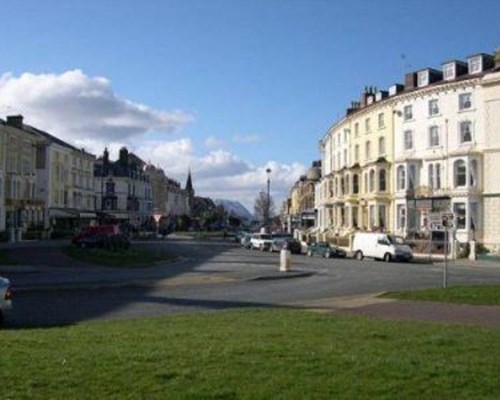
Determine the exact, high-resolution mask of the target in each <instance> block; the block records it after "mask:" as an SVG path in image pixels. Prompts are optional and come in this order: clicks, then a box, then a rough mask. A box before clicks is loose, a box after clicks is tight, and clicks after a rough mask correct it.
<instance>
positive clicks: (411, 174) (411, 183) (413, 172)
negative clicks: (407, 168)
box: [408, 165, 417, 190]
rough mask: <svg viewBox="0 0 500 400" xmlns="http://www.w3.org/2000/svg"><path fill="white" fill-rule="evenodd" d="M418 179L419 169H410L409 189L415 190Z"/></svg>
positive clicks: (408, 170) (408, 171) (408, 179)
mask: <svg viewBox="0 0 500 400" xmlns="http://www.w3.org/2000/svg"><path fill="white" fill-rule="evenodd" d="M416 178H417V168H416V167H415V166H414V165H410V166H409V167H408V189H410V190H413V189H415V183H416Z"/></svg>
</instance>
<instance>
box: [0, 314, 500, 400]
mask: <svg viewBox="0 0 500 400" xmlns="http://www.w3.org/2000/svg"><path fill="white" fill-rule="evenodd" d="M0 342H1V343H2V351H1V368H0V382H1V385H0V398H2V399H7V398H10V399H19V398H23V399H24V398H36V399H81V398H85V399H104V398H116V399H125V398H126V399H138V398H143V399H287V400H288V399H301V400H302V399H339V398H342V399H345V398H349V399H373V398H384V399H433V400H434V399H454V400H456V399H479V398H481V399H498V397H499V394H500V379H499V378H498V373H499V371H500V357H498V354H500V330H495V329H488V328H480V327H465V326H446V325H438V324H429V323H416V322H396V321H394V322H388V321H379V320H374V319H368V318H362V317H353V316H339V315H332V314H319V313H313V312H307V311H296V310H286V311H282V310H251V309H246V310H238V311H227V312H218V313H206V314H197V315H189V316H176V317H168V318H161V319H148V320H129V321H113V322H103V323H85V324H81V325H74V326H69V327H58V328H49V329H29V330H10V331H9V330H6V331H0Z"/></svg>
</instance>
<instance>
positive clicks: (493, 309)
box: [306, 294, 500, 328]
mask: <svg viewBox="0 0 500 400" xmlns="http://www.w3.org/2000/svg"><path fill="white" fill-rule="evenodd" d="M378 295H379V294H371V295H360V296H346V297H337V298H331V299H323V300H319V301H316V302H311V303H308V304H307V305H306V307H307V308H311V309H314V310H316V311H321V312H334V313H341V314H347V315H363V316H367V317H373V318H380V319H385V320H399V321H425V322H437V323H443V324H458V325H475V326H485V327H494V328H500V306H482V305H468V304H451V303H439V302H430V301H408V300H396V299H387V298H380V297H378Z"/></svg>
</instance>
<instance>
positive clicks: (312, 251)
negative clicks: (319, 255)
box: [307, 242, 347, 258]
mask: <svg viewBox="0 0 500 400" xmlns="http://www.w3.org/2000/svg"><path fill="white" fill-rule="evenodd" d="M307 255H308V256H309V257H312V256H314V255H320V256H321V257H325V258H331V257H338V258H345V257H346V255H347V253H346V252H345V250H343V249H341V248H339V247H336V246H333V245H331V244H330V243H328V242H317V243H313V244H311V245H309V246H308V248H307Z"/></svg>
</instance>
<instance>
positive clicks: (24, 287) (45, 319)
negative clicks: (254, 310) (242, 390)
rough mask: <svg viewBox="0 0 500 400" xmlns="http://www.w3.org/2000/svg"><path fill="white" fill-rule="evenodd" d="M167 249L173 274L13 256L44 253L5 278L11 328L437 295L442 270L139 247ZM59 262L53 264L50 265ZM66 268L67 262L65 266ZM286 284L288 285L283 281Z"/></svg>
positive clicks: (366, 261)
mask: <svg viewBox="0 0 500 400" xmlns="http://www.w3.org/2000/svg"><path fill="white" fill-rule="evenodd" d="M137 245H140V246H145V247H148V248H149V249H150V250H151V251H157V250H158V249H160V248H164V249H166V250H168V251H170V252H172V253H175V254H178V255H179V256H180V260H179V261H177V262H174V263H171V264H168V265H160V266H155V267H149V268H139V269H125V270H123V269H116V268H104V267H92V266H86V265H80V264H78V265H76V264H75V265H74V264H72V263H71V261H70V260H65V259H64V257H61V256H60V252H59V249H58V247H57V246H52V247H47V246H40V245H36V244H35V245H33V246H34V247H31V248H30V247H25V246H23V247H18V248H11V249H9V251H10V252H11V254H12V255H13V256H17V257H21V255H23V256H26V254H28V255H30V254H31V255H33V254H36V258H34V257H33V256H31V258H28V259H30V260H31V261H32V263H31V264H32V265H31V267H24V269H22V268H20V270H19V271H16V269H15V268H11V269H10V270H9V272H7V273H6V272H5V271H2V268H1V267H0V273H1V274H2V275H4V276H7V277H9V278H10V279H11V280H12V281H13V282H14V285H15V286H16V287H17V288H18V291H17V293H16V297H15V308H14V310H13V311H12V312H11V313H10V315H9V316H8V328H12V329H16V328H24V327H36V326H50V325H67V324H75V323H79V322H83V321H95V320H108V319H130V318H143V317H152V316H160V315H167V314H178V313H189V312H200V311H216V310H223V309H230V308H235V307H306V308H307V307H312V306H313V305H315V304H319V303H322V302H327V301H328V300H329V299H335V298H339V297H343V296H353V295H363V294H367V293H378V292H384V291H389V290H406V289H416V288H423V287H439V286H440V285H441V283H442V266H441V265H438V264H417V263H411V264H406V263H384V262H378V261H372V260H363V261H361V262H360V261H357V260H352V259H323V258H319V257H314V258H310V257H307V256H303V255H296V256H292V269H293V271H294V273H292V274H287V273H280V272H278V268H279V254H277V253H272V254H271V253H267V252H259V251H251V250H245V249H241V248H239V247H236V246H233V245H230V244H228V243H210V242H193V241H174V242H170V241H166V242H157V243H150V244H137ZM51 260H53V262H52V263H53V265H50V264H51ZM65 263H68V264H67V265H65ZM284 277H287V279H284ZM494 282H500V268H499V267H489V268H471V267H467V266H462V265H458V264H451V265H450V267H449V284H450V285H457V284H480V283H494Z"/></svg>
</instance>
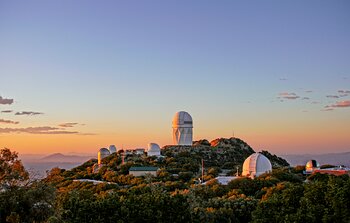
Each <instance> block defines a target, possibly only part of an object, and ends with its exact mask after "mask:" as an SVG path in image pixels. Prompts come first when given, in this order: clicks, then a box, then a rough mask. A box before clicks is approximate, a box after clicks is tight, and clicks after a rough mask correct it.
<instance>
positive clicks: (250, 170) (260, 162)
mask: <svg viewBox="0 0 350 223" xmlns="http://www.w3.org/2000/svg"><path fill="white" fill-rule="evenodd" d="M271 171H272V165H271V162H270V160H269V159H268V158H267V157H266V156H264V155H263V154H261V153H253V154H252V155H250V156H249V157H248V158H247V159H246V160H245V161H244V163H243V172H242V176H245V177H250V178H252V179H254V178H255V177H258V176H260V175H261V174H264V173H268V172H271Z"/></svg>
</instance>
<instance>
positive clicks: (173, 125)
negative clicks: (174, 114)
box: [173, 111, 193, 146]
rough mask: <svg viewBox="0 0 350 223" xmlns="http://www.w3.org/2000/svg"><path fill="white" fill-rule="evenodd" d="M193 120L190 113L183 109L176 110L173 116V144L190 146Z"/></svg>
mask: <svg viewBox="0 0 350 223" xmlns="http://www.w3.org/2000/svg"><path fill="white" fill-rule="evenodd" d="M192 129H193V121H192V117H191V115H190V114H188V113H187V112H185V111H180V112H177V113H176V114H175V116H174V118H173V142H174V145H184V146H192V141H193V133H192Z"/></svg>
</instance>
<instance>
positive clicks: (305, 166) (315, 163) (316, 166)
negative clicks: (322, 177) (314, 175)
mask: <svg viewBox="0 0 350 223" xmlns="http://www.w3.org/2000/svg"><path fill="white" fill-rule="evenodd" d="M319 167H320V164H319V163H318V162H317V161H316V160H309V161H308V162H307V163H306V165H305V169H306V171H312V170H314V169H319Z"/></svg>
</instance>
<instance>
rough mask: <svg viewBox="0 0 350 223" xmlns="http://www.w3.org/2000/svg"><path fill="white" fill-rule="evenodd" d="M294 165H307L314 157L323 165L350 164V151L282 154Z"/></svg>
mask: <svg viewBox="0 0 350 223" xmlns="http://www.w3.org/2000/svg"><path fill="white" fill-rule="evenodd" d="M281 157H283V158H284V159H286V160H288V162H289V163H290V164H291V165H292V166H296V165H305V164H306V162H307V161H309V160H311V159H314V160H317V162H318V163H320V164H321V165H324V164H331V165H344V166H350V152H345V153H325V154H298V155H292V154H289V155H281Z"/></svg>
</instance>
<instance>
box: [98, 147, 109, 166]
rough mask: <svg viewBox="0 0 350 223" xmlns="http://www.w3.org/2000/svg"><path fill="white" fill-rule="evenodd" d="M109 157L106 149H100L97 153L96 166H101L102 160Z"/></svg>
mask: <svg viewBox="0 0 350 223" xmlns="http://www.w3.org/2000/svg"><path fill="white" fill-rule="evenodd" d="M109 155H111V153H110V152H109V150H108V149H106V148H101V149H100V150H99V151H98V153H97V160H98V165H101V164H102V159H104V158H106V157H107V156H109Z"/></svg>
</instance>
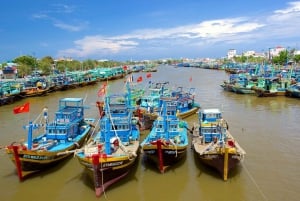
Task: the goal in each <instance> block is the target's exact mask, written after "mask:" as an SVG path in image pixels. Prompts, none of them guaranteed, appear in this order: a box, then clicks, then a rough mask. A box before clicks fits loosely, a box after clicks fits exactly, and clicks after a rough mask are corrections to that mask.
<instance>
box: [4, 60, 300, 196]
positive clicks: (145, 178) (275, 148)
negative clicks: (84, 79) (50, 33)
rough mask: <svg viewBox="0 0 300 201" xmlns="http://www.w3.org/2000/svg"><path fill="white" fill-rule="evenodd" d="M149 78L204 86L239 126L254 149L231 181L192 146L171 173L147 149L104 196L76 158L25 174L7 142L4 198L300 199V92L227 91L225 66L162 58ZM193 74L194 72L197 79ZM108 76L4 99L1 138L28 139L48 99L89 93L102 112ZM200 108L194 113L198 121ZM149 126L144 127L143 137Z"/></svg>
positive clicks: (66, 96) (145, 83) (90, 98)
mask: <svg viewBox="0 0 300 201" xmlns="http://www.w3.org/2000/svg"><path fill="white" fill-rule="evenodd" d="M140 75H142V76H143V78H144V81H143V82H142V83H141V84H145V85H146V83H147V82H148V81H149V80H152V81H169V82H170V84H171V85H172V86H185V87H196V89H197V94H196V97H197V101H199V103H200V104H201V107H202V108H220V109H221V110H222V111H223V117H224V118H225V119H226V120H227V122H228V123H229V130H230V131H231V134H232V135H233V136H234V137H235V138H236V140H238V142H239V144H240V145H241V146H242V147H243V148H244V150H245V151H246V153H247V154H246V156H245V159H244V161H243V162H242V163H241V164H240V165H238V166H237V167H236V168H235V169H234V170H233V171H232V172H231V173H230V174H229V178H228V180H227V181H226V182H225V181H223V180H222V178H221V177H220V176H219V174H218V173H217V172H216V171H214V170H212V169H211V168H208V167H206V166H203V165H202V164H200V163H198V162H197V161H196V160H195V159H194V155H193V152H192V150H188V153H187V156H186V158H185V159H184V160H183V161H182V162H181V163H180V164H178V165H176V166H175V167H173V168H172V169H171V170H169V171H167V172H166V173H164V174H160V173H159V172H158V171H157V169H155V168H153V167H151V166H149V164H147V163H144V160H143V159H142V157H140V158H139V160H138V161H137V163H136V166H135V168H134V169H133V170H132V172H131V174H130V175H128V176H127V177H126V178H125V179H123V180H122V181H120V182H118V183H116V184H115V185H113V186H112V187H110V188H109V189H108V190H107V191H106V192H105V194H104V195H102V196H101V197H100V198H96V197H95V193H94V189H93V186H92V183H91V182H90V180H88V177H87V175H86V174H85V172H84V171H83V167H82V166H81V165H80V164H79V162H78V161H77V159H76V158H73V157H71V158H70V159H68V160H67V161H65V162H64V163H62V164H60V165H58V166H55V167H53V168H51V169H49V170H46V171H43V172H42V173H40V174H37V175H34V176H32V177H30V178H28V179H27V180H25V181H23V182H19V180H18V176H17V173H16V170H15V167H14V165H13V163H12V162H11V161H10V160H9V159H8V157H7V155H6V154H5V152H4V149H3V148H2V149H1V150H0V200H1V201H21V200H26V201H29V200H33V201H36V200H42V201H65V200H72V201H83V200H85V201H90V200H91V201H92V200H110V201H154V200H155V201H161V200H167V201H169V200H170V201H171V200H172V201H186V200H189V201H196V200H202V201H223V200H226V201H227V200H228V201H266V200H268V201H282V200H287V201H297V200H300V171H299V167H300V128H299V126H300V122H299V120H300V100H299V99H295V98H289V97H265V98H259V97H256V96H255V95H239V94H234V93H232V92H226V91H224V90H223V89H222V88H221V87H220V84H221V83H222V81H223V80H225V79H227V77H228V76H227V74H226V73H225V72H224V71H217V70H206V69H198V68H175V67H172V66H160V67H159V68H158V72H153V73H152V78H146V76H145V73H142V72H140V73H136V74H134V77H135V78H137V77H138V76H140ZM191 78H192V79H191ZM124 80H125V78H124V79H121V80H115V81H110V82H109V91H110V92H119V91H122V90H123V87H124ZM100 86H101V83H98V84H97V85H95V86H88V87H84V88H79V89H73V90H69V91H64V92H54V93H51V94H49V95H47V96H45V97H34V98H28V99H26V100H25V99H24V100H21V101H19V102H16V103H14V104H11V105H5V106H1V107H0V146H4V145H8V144H10V143H11V142H13V141H19V140H22V139H26V130H24V129H23V125H26V123H27V122H28V121H29V120H34V119H35V118H36V117H37V115H38V114H39V113H40V112H41V111H42V109H43V108H44V107H45V106H47V107H48V108H49V114H51V113H52V112H55V111H56V110H57V103H58V100H59V99H60V98H63V97H83V98H86V101H85V104H86V105H87V106H89V108H90V109H87V110H86V117H95V118H97V117H98V111H97V109H96V107H95V102H96V100H97V98H98V97H97V91H98V89H99V88H100ZM26 101H29V102H30V105H31V108H30V113H23V114H18V115H14V114H13V112H12V111H13V108H14V107H15V106H19V105H21V104H23V103H25V102H26ZM196 120H197V118H196V115H194V116H191V117H189V118H187V119H186V121H187V122H188V123H189V125H190V127H192V124H193V122H195V121H196ZM147 132H149V131H143V133H142V138H143V137H145V135H146V134H147Z"/></svg>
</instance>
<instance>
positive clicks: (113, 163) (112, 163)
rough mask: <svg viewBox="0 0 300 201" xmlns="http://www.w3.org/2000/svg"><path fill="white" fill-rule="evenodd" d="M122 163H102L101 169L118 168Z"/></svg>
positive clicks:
-=-=-=-=-
◆ What you are asked to do ◆
Pictures are to be left out, and the lines from the beginning of the records through the line with "179L419 169H410L409 189L415" are to be printed exactly, with nothing added.

◆ Answer space ◆
Determine the exact, high-resolution mask of the target in each <instance> block; the block records it after "mask:" as an SVG path in image pixels. Prompts are optional and come in this order: clicks, then a box, then a rough mask. A box before clicks is loose, a box after clicks is tight, and clicks after a rough mask correct it.
<instance>
positive clicks: (411, 174) (411, 183) (413, 172)
negative clicks: (407, 168)
box: [408, 165, 417, 190]
rough mask: <svg viewBox="0 0 500 400" xmlns="http://www.w3.org/2000/svg"><path fill="white" fill-rule="evenodd" d="M418 179L419 169H410L409 189L415 190Z"/></svg>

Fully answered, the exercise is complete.